(Location identification listing)

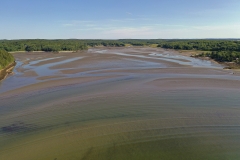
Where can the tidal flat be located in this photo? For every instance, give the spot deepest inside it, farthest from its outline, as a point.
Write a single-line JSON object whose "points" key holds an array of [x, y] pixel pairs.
{"points": [[119, 103]]}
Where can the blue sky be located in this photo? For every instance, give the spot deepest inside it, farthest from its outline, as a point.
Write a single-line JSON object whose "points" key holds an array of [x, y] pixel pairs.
{"points": [[116, 19]]}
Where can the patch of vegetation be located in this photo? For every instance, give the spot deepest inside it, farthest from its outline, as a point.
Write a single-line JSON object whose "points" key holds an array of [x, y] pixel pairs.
{"points": [[222, 50], [5, 59]]}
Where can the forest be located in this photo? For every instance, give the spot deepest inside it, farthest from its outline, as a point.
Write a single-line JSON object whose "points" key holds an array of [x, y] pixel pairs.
{"points": [[223, 50], [5, 59]]}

-- TASK OBJECTIVE --
Render every line of the listing above as a numbered list, omitting blank lines. Exclude the pictures from the output.

-- RESPONSE BELOW --
1. Where can the tidal flat be located in this photo? For every instance, give the spot deepest inside it, farthest from its outline, as a point.
2. Write a single-line JSON object whose "points" key holds an array of [x, y] pixel pairs.
3. {"points": [[119, 103]]}
4. Where can the blue sky be located in this photo? For every instance, give the spot deepest inside it, farthest from its outline, as a point.
5. Write a single-line JSON object whose "points" key holds an array of [x, y] pixel pairs.
6. {"points": [[116, 19]]}
7. Where can the patch of vegetation be located in this photo? For every instance, give the spot deepest inside it, farthest from its outline, as a point.
8. Write a single-line JSON object whose "points" key holds an array of [x, y] pixel pairs.
9. {"points": [[222, 50], [5, 59]]}
10. Where can the forest be located in this photo? For every instance, give the spot deepest inside it, farthest from its outline, as a point.
11. Write a single-line JSON object whose "points" key holds an array of [x, y] pixel pairs.
12. {"points": [[223, 50], [5, 59]]}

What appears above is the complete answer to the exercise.